使用多位点等位基因频率数据进行多点连锁不平衡定位

Multipoint linkage disequilibrium mapping using multilocus allele frequency data.

作者信息

Johnson T

机构信息

Rothamsted Research, Harpenden, and School of Biological Sciences, University of Edinburgh, West Mains Road, Edinburgh EH9 3JT, Scotland, UK.

出版信息

Ann Hum Genet. 2005 Jul;69(Pt 4):474-97. doi: 10.1046/j.1529-8817.2005.00178.x.

> [练习说明]:
根据文本片段回答：
1. 这篇论文的作者是谁？
2. 爱丁堡大学地址中的邮编是什么？
3. 论文发表在哪本期刊上？
这些记录是单独的材料。

> [数据集中列出的记录]:
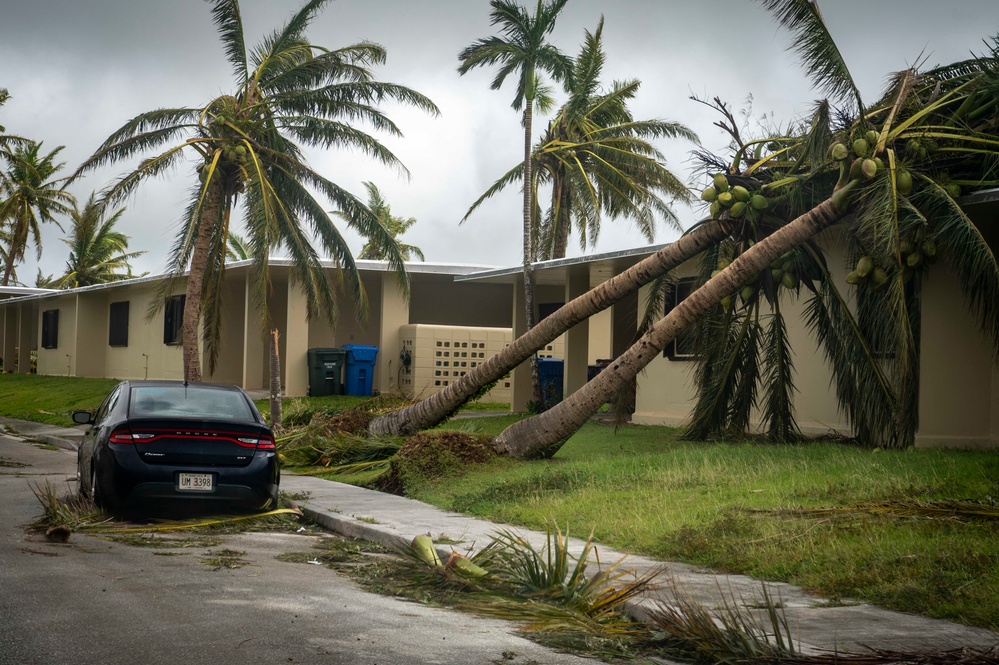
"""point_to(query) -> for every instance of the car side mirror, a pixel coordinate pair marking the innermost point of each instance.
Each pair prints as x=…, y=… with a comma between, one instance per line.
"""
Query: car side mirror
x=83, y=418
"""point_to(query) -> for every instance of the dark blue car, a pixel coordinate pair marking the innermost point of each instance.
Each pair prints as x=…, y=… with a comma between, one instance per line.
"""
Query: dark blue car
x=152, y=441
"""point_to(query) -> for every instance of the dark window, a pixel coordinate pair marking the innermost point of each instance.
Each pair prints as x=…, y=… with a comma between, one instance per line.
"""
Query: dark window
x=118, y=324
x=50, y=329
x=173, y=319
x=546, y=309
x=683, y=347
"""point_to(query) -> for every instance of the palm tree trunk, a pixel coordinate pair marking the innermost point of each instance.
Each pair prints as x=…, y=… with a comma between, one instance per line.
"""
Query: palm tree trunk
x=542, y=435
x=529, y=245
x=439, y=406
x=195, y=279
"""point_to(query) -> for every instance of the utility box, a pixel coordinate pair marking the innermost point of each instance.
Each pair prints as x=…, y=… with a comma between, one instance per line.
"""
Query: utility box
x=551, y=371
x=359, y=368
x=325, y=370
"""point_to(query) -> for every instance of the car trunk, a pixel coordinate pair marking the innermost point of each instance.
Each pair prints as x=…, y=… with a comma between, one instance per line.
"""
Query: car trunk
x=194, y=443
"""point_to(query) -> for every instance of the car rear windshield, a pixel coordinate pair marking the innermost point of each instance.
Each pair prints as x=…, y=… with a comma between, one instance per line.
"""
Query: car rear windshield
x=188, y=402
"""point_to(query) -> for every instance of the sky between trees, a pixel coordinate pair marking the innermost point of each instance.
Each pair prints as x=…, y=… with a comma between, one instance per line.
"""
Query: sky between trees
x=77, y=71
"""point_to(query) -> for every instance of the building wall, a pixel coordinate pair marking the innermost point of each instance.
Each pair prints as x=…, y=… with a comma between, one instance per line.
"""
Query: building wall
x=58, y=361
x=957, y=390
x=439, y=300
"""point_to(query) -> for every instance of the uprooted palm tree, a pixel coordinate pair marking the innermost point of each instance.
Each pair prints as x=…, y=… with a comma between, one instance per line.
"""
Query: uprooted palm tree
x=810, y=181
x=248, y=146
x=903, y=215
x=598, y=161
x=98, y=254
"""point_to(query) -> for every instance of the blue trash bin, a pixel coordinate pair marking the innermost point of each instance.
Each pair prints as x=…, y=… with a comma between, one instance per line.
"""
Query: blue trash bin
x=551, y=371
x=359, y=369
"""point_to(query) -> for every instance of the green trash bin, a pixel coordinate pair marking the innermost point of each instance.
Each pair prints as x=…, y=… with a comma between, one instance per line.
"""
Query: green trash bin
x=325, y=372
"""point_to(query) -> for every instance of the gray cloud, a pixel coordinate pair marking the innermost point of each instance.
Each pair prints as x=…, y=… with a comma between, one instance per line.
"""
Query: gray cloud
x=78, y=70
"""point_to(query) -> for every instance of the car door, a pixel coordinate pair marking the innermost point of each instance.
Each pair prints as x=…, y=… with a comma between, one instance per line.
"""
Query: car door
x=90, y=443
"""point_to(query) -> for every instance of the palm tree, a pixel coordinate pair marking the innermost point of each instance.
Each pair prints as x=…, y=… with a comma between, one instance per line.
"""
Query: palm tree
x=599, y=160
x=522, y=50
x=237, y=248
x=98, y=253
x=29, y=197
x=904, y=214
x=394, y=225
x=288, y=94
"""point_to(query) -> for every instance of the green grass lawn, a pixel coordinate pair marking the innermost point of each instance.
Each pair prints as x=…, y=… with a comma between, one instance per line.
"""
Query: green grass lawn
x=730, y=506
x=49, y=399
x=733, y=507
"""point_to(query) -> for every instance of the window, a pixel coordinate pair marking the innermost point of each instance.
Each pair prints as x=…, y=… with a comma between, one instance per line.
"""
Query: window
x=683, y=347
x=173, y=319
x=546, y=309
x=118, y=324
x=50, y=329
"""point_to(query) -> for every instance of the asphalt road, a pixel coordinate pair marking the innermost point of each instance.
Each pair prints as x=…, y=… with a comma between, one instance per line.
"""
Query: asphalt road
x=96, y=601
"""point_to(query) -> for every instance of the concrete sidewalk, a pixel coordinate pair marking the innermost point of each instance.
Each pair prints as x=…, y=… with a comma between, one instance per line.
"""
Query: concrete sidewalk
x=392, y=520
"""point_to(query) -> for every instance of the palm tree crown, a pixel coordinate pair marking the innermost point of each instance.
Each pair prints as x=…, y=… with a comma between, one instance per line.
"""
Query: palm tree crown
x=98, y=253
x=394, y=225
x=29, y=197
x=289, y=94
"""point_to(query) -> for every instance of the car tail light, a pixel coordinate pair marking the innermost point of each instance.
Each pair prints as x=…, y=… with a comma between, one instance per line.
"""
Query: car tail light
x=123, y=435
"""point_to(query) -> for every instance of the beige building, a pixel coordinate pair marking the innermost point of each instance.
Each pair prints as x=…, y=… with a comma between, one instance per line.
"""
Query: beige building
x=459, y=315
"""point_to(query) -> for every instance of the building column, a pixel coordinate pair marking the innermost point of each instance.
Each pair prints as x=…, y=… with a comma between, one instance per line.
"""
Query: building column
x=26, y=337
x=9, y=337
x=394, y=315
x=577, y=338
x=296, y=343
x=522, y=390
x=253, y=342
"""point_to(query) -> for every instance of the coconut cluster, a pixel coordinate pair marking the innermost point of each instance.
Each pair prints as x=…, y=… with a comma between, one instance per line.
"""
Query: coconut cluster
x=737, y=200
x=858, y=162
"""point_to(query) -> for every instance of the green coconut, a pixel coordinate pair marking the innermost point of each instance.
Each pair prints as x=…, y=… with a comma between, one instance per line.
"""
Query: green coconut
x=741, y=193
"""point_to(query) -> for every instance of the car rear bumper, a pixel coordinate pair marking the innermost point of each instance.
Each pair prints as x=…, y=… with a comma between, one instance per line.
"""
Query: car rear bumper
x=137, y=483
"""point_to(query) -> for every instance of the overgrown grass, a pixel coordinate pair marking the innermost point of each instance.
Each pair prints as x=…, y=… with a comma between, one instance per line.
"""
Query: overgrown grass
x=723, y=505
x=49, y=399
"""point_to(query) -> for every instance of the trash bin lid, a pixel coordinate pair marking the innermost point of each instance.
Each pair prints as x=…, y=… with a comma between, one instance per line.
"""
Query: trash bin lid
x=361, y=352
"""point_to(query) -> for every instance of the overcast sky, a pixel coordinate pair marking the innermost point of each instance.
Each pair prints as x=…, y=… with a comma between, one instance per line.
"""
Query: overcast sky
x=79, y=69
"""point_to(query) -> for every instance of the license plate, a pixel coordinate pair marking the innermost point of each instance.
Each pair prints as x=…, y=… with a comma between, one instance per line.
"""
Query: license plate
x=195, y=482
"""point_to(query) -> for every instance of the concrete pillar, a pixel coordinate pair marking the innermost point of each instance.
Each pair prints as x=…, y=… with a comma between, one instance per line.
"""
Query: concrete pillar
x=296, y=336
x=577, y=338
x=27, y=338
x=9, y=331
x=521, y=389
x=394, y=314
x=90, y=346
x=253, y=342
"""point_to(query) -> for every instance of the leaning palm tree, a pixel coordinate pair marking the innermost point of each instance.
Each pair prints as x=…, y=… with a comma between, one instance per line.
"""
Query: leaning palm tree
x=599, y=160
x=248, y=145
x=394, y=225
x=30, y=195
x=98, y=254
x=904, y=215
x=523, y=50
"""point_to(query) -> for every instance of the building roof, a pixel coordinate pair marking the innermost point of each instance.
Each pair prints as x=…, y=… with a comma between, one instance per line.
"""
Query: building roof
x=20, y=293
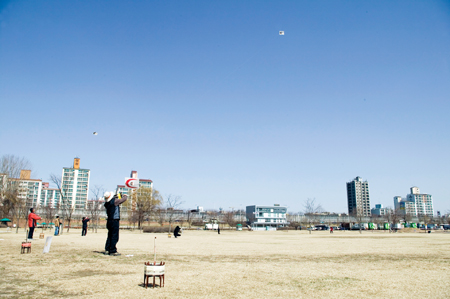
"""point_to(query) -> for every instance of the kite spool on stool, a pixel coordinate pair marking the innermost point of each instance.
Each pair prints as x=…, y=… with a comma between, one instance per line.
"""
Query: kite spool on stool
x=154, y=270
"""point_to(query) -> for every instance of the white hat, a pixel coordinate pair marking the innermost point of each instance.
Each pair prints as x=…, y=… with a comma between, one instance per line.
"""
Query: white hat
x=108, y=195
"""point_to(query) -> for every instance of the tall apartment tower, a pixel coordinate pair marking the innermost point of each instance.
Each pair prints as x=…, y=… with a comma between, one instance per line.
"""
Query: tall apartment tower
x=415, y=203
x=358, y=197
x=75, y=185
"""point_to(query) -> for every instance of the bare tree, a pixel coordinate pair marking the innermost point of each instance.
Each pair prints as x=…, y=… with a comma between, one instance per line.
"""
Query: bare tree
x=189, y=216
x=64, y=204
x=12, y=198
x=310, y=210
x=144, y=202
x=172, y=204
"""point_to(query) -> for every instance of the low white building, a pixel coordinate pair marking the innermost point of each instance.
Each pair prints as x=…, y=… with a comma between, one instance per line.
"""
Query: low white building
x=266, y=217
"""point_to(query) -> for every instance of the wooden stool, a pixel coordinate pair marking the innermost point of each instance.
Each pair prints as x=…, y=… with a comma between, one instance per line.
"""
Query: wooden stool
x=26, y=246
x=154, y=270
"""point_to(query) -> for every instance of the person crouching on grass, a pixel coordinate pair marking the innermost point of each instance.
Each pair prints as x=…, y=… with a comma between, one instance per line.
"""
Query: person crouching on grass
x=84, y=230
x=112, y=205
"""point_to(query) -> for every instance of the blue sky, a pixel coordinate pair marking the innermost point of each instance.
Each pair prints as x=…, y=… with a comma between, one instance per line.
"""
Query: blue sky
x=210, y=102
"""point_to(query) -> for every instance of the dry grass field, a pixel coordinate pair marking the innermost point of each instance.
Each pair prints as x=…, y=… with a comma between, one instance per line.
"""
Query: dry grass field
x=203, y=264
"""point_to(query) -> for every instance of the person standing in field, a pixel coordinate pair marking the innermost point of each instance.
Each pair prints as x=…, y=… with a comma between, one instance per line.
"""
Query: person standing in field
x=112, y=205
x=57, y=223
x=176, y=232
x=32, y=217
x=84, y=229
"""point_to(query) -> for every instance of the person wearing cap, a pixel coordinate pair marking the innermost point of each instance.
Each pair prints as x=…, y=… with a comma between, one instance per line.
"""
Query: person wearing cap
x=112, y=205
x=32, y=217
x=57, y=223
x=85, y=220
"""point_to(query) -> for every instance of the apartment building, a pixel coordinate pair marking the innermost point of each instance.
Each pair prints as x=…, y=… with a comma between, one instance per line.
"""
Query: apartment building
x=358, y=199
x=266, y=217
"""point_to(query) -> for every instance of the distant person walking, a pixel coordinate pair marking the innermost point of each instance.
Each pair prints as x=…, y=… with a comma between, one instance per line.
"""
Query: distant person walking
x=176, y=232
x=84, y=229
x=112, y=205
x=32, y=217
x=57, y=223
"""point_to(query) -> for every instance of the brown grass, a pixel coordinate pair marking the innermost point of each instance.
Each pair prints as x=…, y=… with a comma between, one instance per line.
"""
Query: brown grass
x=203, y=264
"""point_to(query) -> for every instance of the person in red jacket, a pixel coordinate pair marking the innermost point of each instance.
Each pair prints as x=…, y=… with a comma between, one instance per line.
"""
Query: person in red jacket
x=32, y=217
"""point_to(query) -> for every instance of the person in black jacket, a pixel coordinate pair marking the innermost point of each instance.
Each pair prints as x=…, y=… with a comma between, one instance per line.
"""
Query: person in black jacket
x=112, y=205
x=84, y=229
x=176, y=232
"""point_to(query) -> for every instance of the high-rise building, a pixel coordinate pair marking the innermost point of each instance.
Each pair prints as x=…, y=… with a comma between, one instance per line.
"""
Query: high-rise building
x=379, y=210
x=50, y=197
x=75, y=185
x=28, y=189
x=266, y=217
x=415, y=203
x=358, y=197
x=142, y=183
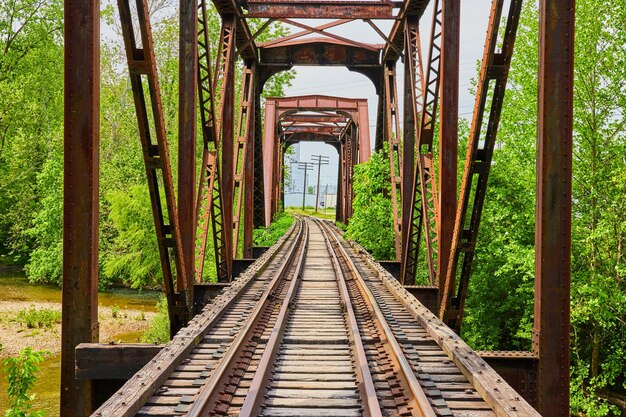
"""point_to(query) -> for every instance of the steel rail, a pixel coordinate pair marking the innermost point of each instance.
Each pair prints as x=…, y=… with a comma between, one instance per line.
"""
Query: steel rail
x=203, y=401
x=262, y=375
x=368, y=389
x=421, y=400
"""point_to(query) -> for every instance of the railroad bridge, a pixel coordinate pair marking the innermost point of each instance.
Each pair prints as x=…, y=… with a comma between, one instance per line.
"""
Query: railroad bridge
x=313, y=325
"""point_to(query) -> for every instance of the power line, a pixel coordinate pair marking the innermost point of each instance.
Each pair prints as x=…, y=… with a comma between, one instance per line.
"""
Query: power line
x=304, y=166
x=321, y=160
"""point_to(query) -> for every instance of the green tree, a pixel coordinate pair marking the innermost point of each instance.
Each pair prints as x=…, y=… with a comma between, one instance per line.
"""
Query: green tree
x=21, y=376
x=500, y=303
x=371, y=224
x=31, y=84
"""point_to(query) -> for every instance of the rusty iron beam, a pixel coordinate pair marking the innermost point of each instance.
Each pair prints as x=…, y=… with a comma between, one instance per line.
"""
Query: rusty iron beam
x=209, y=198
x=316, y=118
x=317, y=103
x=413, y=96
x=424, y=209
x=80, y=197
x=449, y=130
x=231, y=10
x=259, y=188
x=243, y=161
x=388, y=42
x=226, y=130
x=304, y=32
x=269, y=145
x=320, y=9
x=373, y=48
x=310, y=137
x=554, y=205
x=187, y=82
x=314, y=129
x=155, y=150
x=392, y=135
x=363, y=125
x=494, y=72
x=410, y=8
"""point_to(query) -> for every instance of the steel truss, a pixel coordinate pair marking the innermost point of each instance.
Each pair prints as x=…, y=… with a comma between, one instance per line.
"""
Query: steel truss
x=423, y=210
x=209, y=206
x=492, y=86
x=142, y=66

> [作答区]:
1. Johnson T
2. EH9 3JT
3. Ann Hum Genet